**Problem to work on**
Retype the items below without alteration, starting at the line that contains "Each instance of the tree" and ending at the final line of the items.

**Raw data**
◇ ◇ ◇

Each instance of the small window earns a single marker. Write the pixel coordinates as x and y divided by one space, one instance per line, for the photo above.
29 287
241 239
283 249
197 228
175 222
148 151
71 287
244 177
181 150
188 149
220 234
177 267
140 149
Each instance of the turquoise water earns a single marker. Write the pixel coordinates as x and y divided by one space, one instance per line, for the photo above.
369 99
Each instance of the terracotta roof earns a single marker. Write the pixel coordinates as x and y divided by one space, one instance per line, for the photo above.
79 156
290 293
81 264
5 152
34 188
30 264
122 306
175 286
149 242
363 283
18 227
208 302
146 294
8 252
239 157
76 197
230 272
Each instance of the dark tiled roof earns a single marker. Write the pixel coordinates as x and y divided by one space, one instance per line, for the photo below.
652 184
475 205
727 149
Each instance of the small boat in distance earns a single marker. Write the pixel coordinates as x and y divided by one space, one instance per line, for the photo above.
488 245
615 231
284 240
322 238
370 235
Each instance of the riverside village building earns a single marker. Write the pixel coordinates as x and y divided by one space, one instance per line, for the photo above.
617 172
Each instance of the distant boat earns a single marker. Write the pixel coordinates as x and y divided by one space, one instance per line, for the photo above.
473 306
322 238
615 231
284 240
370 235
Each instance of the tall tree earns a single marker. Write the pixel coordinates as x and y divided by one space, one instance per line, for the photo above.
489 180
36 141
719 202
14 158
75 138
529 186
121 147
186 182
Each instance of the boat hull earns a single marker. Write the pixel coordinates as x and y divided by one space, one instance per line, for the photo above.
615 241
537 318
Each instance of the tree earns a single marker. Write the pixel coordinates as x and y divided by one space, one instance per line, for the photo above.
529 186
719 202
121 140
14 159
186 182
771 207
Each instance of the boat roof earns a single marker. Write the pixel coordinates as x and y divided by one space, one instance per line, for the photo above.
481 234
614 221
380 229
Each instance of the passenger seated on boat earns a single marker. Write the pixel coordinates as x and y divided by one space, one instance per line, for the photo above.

◇ ◇ ◇

**Exercise response**
Each instance of the tree earns a single marker. Write the pixel coordinates as x and y divided by one space, one instance per line, for the photo above.
529 186
719 202
121 140
14 159
186 182
771 207
Each instance of the boat roof earns a single marker. Write the pixel coordinates as x and y divided by one space, one instance per line, for the photo above.
481 234
614 221
380 229
Each instance of the passenger seated on boat earns a single marker. Write the pixel coordinates as x and y divided by one space, one instance per line, for the photo above.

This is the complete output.